* **DIRECTIONS**: Select the lines of the records containing the word "instance" and list them.

* **SUPPLIED INFORMATION**:
----

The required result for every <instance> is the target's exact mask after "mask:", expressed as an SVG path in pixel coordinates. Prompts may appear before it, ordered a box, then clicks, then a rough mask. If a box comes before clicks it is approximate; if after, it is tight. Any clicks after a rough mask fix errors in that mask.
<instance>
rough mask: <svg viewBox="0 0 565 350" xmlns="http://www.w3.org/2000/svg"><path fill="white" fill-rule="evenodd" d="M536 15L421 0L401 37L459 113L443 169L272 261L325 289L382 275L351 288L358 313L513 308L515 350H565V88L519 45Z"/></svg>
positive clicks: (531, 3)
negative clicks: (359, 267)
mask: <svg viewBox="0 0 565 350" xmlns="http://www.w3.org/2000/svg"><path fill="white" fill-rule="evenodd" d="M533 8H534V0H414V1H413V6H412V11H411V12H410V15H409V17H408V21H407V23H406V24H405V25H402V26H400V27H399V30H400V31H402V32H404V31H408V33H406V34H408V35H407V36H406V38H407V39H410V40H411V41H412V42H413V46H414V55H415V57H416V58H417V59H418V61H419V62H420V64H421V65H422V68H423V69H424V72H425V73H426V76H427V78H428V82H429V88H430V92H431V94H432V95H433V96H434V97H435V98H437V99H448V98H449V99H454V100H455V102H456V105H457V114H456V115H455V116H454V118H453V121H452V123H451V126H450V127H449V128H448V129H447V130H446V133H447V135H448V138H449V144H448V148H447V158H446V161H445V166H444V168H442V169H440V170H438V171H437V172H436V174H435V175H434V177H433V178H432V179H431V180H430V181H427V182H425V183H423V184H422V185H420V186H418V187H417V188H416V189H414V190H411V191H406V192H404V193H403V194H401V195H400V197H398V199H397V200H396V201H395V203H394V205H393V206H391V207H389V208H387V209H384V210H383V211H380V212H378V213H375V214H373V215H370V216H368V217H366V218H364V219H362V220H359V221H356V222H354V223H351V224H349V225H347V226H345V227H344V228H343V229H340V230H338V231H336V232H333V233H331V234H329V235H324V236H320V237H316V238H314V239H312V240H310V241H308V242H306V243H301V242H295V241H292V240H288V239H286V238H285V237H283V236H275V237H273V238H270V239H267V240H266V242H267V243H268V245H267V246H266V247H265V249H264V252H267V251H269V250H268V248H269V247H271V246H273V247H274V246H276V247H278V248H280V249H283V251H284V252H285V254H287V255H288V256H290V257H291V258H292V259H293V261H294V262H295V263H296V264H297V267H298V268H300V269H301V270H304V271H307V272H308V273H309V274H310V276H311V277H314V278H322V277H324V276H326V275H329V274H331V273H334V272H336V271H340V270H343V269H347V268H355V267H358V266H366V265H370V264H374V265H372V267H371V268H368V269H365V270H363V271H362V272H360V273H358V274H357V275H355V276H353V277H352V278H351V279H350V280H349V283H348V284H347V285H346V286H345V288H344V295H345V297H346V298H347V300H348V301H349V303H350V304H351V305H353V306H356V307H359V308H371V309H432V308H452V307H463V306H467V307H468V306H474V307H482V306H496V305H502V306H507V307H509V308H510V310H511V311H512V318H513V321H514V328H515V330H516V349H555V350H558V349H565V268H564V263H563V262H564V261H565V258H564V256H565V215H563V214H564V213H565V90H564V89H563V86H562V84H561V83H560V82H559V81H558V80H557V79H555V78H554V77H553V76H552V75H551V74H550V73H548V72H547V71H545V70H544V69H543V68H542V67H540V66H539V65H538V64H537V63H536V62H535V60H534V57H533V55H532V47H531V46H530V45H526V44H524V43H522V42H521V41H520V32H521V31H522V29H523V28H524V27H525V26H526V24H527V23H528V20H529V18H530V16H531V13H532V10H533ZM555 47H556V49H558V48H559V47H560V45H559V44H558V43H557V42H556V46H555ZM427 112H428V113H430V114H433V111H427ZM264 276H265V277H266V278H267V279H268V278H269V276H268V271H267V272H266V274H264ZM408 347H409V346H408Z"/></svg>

----

* **RESPONSE**:
The required result for every <instance> is the target's exact mask after "mask:", expressed as an SVG path in pixel coordinates. Prompts may appear before it, ordered a box, then clicks, then a rough mask. If a box comes before clicks it is approximate; if after, it is tight. Any clicks after a rough mask fix errors in that mask.
<instance>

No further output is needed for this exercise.